§ **Passage**
A ROMANCE OF THE SEA-SERPENT - American Literature of the Sea and Great Lakes

American Literature of the Sea and Great Lakes

A ROMANCE OF THE SEA-SERPENT (1849). This novel by Eugene Batchelder (1822-1878) is one of the stranger works of American sea literature. Written in six sections called “Coils,” it opens on the yacht Hope as protagonist Dick Forbes and other “beaux and belles” are sailing to Na- hant, Massachusetts, summer resort for the Boston elite, from several weeks at Newport, Rhode Island, a city just becoming the new center of beau- monde fashion. While those on board are recounting stories of the sea serpent, the title character slithers on shore at Nahant, eats a few people, and terrorizes many others, then returns to the sea near the yacht. He listens to the stories about him and, in response to those who are skeptical, attacks and eats them in ironic spite.

The scene then shifts, in parody of John Milton’s Paradise Lost (1667), to a gathering of the denizens of the deep, presided over by “His Snake- ship.” He tells the others that he is taking a vacation, since he has been invited to several soirees in Newport, which crave the presence of royalty, and to a Harvard commencement, where he is to receive an honorary doctorate. The serpent goes to Cambridge, where he attacks a proctor, escapes to Newport, where he literally crashes the largest ball, and is chased back to sea. Dick Forbes leads a grand attack and vanquishes him and his watery cohorts. Batchelder appends 100 pages detailing the speculations about, and reports of, the existence of sea serpents. The whole is a lighthearted satirical jab at fashionable seaside society and the contemporary fascination with sea monsters.

§ **Recorded information**
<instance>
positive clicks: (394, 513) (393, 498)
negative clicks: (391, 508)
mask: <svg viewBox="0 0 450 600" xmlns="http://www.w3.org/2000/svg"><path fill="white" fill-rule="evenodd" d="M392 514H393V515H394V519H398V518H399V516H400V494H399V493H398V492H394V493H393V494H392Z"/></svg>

§ **Work task 1**
Reproduce the entry on A Romance of the Sea-Serpent from "A ROMANCE OF THE SEA-SERPENT (1849)." to "in ironic spite.".
§ **Work task 2**
In the entry on A Romance of the Sea-Serpent, what are the novel's six sections called?

§ **Written solution 1**
A ROMANCE OF THE SEA-SERPENT (1849). This novel by Eugene Batchelder (1822-1878) is one of the stranger works of American sea literature. Written in six sections called “Coils,” it opens on the yacht Hope as protagonist Dick Forbes and other “beaux and belles” are sailing to Na- hant, Massachusetts, summer resort for the Boston elite, from several weeks at Newport, Rhode Island, a city just becoming the new center of beau- monde fashion. While those on board are recounting stories of the sea serpent, the title character slithers on shore at Nahant, eats a few people, and terrorizes many others, then returns to the sea near the yacht. He listens to the stories about him and, in response to those who are skeptical, attacks and eats them in ironic spite.

§ **Written solution 2**
They are called "Coils."